═══ ROWS

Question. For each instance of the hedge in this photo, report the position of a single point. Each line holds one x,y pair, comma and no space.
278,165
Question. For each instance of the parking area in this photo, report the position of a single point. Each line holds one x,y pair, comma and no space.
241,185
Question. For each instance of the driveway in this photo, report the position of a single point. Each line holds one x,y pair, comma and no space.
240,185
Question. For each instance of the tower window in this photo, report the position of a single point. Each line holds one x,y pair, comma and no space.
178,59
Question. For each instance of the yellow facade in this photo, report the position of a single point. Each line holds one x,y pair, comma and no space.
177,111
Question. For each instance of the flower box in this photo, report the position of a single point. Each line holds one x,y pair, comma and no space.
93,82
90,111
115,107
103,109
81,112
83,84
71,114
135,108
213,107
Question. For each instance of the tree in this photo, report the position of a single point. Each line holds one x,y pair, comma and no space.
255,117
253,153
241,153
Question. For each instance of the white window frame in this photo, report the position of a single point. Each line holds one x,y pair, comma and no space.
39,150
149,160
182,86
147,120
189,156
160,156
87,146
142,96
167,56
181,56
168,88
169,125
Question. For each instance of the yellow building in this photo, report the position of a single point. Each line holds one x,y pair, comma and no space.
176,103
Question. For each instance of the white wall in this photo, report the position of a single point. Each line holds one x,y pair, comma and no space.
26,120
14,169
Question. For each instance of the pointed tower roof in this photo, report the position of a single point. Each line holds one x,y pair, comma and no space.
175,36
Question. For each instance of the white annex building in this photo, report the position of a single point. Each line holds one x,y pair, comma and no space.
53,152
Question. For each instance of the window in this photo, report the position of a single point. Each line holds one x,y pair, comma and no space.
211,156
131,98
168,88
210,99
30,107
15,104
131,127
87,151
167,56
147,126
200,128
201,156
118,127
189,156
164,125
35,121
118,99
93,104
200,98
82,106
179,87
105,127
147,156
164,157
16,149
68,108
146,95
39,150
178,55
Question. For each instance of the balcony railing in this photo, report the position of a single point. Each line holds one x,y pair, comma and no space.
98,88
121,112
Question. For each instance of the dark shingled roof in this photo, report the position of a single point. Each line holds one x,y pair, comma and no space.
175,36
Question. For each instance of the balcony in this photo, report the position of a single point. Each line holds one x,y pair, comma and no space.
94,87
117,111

══════

> REQUIRED WORK
Find the line that contains "Question. For each instance of the yellow building". Repeat it and every line after it, exactly as written, up to and including the last line of the records above.

> EXERCISE RESPONSE
Question. For each instance of the yellow building in this photo, report the position of a single point. Each line holds one x,y pair, comma and no space.
176,103
Question. For each instance of the white wall in this photo, report the position of a single point. Each line holds one x,y pair, comma and no space.
26,120
14,169
Question. For each instance of the pointed tower roof in this photo, report the position of a single point. Each line holds one x,y pair, comma and no space.
175,36
Question. For each instance of the white annex building in this photo, report the position of a single point. Each line holds one x,y pair, comma and no space.
53,152
Question. For each instance of the window in this photo, report the position of a single point. Each line holds one x,y pair, comma and no space.
211,156
131,98
168,88
210,99
30,107
15,104
131,127
87,151
167,56
147,126
200,128
201,156
118,127
189,156
164,125
35,121
118,99
93,104
200,98
82,106
179,87
105,127
147,156
164,157
16,149
68,108
146,95
39,150
178,55
Question. For each instance of the balcony railing in this photo, report the position of a single point. Each line holds one x,y pair, comma and no space.
98,88
121,112
Question. For each instance of the dark shingled roof in this photo, report the position of a single point. Each line holds one x,y pair, comma and no space.
175,36
Question. For each instance of the balcony in this photo, report the position of a single point. Each line holds one x,y pair, comma and no space.
94,87
117,111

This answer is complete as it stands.